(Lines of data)
┌────────
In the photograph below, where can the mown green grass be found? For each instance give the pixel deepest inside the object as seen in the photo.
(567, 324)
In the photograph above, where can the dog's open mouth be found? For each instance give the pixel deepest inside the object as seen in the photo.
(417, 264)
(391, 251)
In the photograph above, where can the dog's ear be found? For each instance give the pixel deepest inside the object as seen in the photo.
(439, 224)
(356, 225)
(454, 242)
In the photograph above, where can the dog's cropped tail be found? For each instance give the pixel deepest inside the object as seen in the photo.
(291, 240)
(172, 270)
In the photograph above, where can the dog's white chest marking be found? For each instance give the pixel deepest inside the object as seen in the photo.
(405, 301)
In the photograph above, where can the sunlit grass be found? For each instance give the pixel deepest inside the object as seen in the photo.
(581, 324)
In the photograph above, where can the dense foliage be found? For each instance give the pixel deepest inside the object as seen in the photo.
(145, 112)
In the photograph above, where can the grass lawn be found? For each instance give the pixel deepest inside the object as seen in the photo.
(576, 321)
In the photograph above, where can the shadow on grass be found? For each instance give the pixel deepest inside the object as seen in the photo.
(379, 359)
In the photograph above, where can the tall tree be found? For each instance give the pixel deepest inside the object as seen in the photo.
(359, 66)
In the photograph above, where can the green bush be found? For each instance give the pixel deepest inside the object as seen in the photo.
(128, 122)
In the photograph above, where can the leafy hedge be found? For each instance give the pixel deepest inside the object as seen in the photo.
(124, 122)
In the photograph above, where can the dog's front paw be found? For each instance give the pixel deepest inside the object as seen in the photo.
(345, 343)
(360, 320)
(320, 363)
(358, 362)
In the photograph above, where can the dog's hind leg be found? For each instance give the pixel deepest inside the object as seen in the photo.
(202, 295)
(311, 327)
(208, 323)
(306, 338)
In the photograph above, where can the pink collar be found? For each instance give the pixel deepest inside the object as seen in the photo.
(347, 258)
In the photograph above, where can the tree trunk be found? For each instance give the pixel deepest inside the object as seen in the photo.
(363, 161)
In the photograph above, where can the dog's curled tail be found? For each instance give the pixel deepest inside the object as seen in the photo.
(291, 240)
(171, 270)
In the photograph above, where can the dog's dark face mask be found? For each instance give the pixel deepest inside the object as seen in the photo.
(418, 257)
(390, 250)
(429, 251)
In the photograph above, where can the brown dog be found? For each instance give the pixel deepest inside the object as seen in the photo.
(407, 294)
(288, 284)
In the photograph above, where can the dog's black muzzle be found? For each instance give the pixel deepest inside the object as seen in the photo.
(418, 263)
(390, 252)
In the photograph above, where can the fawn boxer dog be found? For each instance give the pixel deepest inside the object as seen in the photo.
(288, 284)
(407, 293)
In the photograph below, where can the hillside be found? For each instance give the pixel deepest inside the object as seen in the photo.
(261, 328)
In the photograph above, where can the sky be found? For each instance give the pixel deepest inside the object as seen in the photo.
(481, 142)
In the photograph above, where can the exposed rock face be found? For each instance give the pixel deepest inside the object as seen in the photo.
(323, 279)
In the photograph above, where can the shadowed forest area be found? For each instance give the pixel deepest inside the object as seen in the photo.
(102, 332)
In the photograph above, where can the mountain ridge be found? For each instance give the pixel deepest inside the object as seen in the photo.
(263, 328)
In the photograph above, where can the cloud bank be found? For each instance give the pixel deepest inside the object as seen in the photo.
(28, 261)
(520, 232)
└────────
[WHAT TO PRODUCE] Return each line of the records above exactly as it reads.

[SOLUTION BELOW]
In the photograph below, where can the mown green grass be found? For each instance give the pixel deepest inside the object as seen in the photo.
(567, 324)
In the photograph above, where can the dog's open mouth be found? For each instance give the pixel deepest inside the object as seen in the photo.
(417, 264)
(391, 251)
In the photograph above, where can the dog's ear be found? For each instance give the pixel deepest inside the object as seen in the photo.
(439, 224)
(356, 225)
(454, 242)
In the photograph above, where can the dog's cropped tail be found? For each instance give the pixel deepest inside the object as seen in the photo.
(291, 240)
(172, 270)
In the photograph above, where can the dog's white chest marking be found? For each instance give the pixel deepest inside the object as seen in the photo.
(405, 301)
In the photograph above, where can the sunlit grass be found? For each instance give the pixel deepest inside the object as seen in the photo.
(581, 324)
In the photograph above, where can the dense foliage be found? For each instance give the pixel deepest inside the object as seen in the photo.
(145, 112)
In the photograph above, where can the grass lawn be found? For each instance give the pixel deepest inside the object as seen in the photo.
(576, 321)
In the photograph above, where can the shadow on grass be found? For each instance give the pixel deepest inside the object as seen in the photo.
(379, 359)
In the photograph above, where can the tall tree be found? For each instance give the pixel deepest inside the object as seen in the photo.
(359, 66)
In the photograph above, where can the green bush be found? For each instance give the pixel deepest inside the object as seen in the photo.
(128, 122)
In the photograph above, where can the leafy hedge be found? For each instance give the pixel deepest inside the object as seen in the photo.
(124, 122)
In the photograph above, where can the dog's front paw be found? For each instance give the pixel deepest inside the object as seen in the photo.
(345, 343)
(360, 320)
(320, 363)
(358, 362)
In the photograph above, where can the dog's hind leg be found? For each instance give the pixel deepest inside the object as seen in the photo.
(202, 295)
(311, 327)
(208, 323)
(306, 338)
In the photograph above, where can the pink collar be found? For each instance give the pixel deepest inside the object as seen in the photo.
(347, 258)
In the photograph above, where can the tree trunk be found? For each instance give the pixel deepest inside the object as seen in the photo.
(363, 161)
In the photograph above, where can the dog's curled tail be found? For each instance give the pixel deepest inside the object as seen in the photo.
(291, 240)
(171, 270)
In the photograph above, where can the dog's dark face mask be found? For each instance give the pixel deepest inside the object as seen in the photo.
(418, 257)
(390, 250)
(429, 251)
In the photograph above, where can the brown dog be found? For each instance give the pixel deepest inside the object as seen in the photo.
(407, 294)
(288, 284)
In the photograph above, where can the dog's black muzzle be found? For each instance give the pixel deepest inside the object as seen in the photo.
(418, 263)
(390, 252)
In the photograph above, where can the fawn boxer dog be found? For each instance give the pixel deepest inside the object as seen in the photo.
(288, 284)
(407, 293)
In the photograph below, where can the hillside be found? For each instance give the pixel deepest inside the object as seen in the photo.
(261, 328)
In the photograph above, where can the sky be found? For each instance give the pixel deepest inside the object as seen in the photo.
(481, 142)
In the photograph above, where can the exposed rock face be found? For each instance give the pixel deepest inside the object as seen in the photo.
(323, 279)
In the photograph above, where can the shadowed forest area be found? For each instance give the pixel deepest inside the object as seen in the photo.
(102, 332)
In the photograph above, where can the mountain ridge be found? For each instance give the pixel deepest inside the object as seen in the photo.
(263, 328)
In the photograph above, where can the cloud bank be found? For each instance give the pixel deepest inside the object as seen in the photo.
(28, 261)
(520, 232)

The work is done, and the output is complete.